ENUNCIADO: Transcribe sin ningún cambio el tramo del fragmento sobre el Parlamento y el ejército de Cromwell que va desde "La Cámara baja" hasta "de la revolución.".

FRAGMENTO SELECCIONADO:
#####

La Cámara baja representaba a la nación al representar a la burguesía y, por consiguiente, a las riquezas nacionales. Bajo el reinado de Carlos I se comprobó, no sin estupefacción, que la Cámara de diputados era más rica que la de los lores. El rey disolvía este Parlamento y lo convocaba nuevamente cuando a ello le obligaban sus necesidades financieras. El Parlamento crea un ejército para defenderse. El ejército concentra poco a poco a los elementos más activos, más viriles, más resueltos. Esta es justamente la razón por la cual el Parlamento capitula ante el ejército. La razón, decimos. Entendemos con ello que el Parlamento capitula, no ante una fuerza armada (no había capitulado ante el ejército del rey), sino ante el ejército puritano de Cromwell, que expresa con más audacia, con mayor resolución y mayor espíritu de continuidad que el mismo Parlamento las necesidades de la revolución.

#####

REGISTROS:
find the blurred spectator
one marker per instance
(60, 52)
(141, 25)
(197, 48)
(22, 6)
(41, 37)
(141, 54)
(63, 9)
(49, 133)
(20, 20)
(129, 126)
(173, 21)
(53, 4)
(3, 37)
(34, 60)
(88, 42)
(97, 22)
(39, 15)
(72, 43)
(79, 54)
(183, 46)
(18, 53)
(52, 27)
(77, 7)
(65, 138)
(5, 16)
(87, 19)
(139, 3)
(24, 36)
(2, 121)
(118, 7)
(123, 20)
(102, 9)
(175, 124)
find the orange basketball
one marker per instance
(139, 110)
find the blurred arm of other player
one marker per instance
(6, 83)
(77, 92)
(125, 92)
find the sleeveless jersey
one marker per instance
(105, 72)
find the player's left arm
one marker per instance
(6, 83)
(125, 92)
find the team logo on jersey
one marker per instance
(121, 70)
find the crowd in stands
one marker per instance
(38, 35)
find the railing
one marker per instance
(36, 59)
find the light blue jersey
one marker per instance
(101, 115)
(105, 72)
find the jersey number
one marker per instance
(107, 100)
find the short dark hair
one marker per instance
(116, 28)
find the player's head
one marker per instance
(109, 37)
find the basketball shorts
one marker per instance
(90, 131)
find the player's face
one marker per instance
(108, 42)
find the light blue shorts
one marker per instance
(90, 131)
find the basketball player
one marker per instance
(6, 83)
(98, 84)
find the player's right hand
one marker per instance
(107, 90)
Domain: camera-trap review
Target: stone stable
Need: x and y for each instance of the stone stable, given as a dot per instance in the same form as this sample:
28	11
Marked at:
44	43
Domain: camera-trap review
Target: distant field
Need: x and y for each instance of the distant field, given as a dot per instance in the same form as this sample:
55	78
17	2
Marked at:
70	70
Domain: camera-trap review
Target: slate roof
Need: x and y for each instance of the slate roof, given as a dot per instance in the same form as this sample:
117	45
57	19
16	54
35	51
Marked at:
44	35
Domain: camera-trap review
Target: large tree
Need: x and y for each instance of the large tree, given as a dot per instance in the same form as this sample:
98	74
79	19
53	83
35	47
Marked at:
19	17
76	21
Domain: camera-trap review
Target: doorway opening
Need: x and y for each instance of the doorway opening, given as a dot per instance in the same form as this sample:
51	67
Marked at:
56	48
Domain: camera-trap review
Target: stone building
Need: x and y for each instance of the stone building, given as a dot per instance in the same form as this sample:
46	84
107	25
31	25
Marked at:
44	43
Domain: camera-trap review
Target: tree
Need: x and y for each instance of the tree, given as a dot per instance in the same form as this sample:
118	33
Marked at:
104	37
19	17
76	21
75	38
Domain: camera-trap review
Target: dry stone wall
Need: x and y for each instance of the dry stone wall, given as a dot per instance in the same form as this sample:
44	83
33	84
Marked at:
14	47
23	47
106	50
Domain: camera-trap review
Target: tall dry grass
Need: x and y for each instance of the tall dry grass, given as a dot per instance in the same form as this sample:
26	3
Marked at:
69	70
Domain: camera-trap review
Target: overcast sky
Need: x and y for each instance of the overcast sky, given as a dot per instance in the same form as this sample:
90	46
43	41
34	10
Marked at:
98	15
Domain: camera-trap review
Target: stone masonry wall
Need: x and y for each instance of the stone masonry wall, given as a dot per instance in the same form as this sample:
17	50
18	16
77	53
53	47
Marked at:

#####

RESPUESTA FINAL:
La Cámara baja representaba a la nación al representar a la burguesía y, por consiguiente, a las riquezas nacionales. Bajo el reinado de Carlos I se comprobó, no sin estupefacción, que la Cámara de diputados era más rica que la de los lores. El rey disolvía este Parlamento y lo convocaba nuevamente cuando a ello le obligaban sus necesidades financieras. El Parlamento crea un ejército para defenderse. El ejército concentra poco a poco a los elementos más activos, más viriles, más resueltos. Esta es justamente la razón por la cual el Parlamento capitula ante el ejército. La razón, decimos. Entendemos con ello que el Parlamento capitula, no ante una fuerza armada (no había capitulado ante el ejército del rey), sino ante el ejército puritano de Cromwell, que expresa con más audacia, con mayor resolución y mayor espíritu de continuidad que el mismo Parlamento las necesidades de la revolución.